EXERCISE OBJECTIVE: What lines in the data hold the string "underwater"? Show them.
----------------------------------------
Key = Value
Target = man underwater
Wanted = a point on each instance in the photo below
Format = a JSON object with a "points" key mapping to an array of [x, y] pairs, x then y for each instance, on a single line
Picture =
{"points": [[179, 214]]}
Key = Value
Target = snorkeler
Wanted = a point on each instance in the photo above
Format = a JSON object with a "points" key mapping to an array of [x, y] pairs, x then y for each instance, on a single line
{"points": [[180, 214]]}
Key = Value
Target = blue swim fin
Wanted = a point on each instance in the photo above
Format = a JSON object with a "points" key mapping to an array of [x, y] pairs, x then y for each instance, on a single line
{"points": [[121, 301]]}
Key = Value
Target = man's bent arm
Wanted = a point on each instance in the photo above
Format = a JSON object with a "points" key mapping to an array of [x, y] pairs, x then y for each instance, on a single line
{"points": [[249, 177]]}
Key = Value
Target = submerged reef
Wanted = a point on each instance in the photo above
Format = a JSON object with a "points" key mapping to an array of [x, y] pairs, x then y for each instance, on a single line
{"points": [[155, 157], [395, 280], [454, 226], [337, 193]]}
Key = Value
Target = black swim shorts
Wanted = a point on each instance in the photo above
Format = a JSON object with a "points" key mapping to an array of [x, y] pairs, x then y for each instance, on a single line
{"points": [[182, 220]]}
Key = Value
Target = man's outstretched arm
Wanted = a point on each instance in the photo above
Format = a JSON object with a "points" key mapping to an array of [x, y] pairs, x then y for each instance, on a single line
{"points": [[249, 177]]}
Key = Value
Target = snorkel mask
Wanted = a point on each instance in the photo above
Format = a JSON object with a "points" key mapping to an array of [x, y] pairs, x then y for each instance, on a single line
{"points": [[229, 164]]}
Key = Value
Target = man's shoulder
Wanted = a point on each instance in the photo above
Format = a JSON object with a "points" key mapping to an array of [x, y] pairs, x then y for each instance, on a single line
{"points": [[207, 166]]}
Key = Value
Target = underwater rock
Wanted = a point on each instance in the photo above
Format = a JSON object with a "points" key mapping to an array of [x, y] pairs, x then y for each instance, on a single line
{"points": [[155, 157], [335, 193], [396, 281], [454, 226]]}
----------------------------------------
WRITTEN REPLY:
Target = man underwater
Target = underwater rock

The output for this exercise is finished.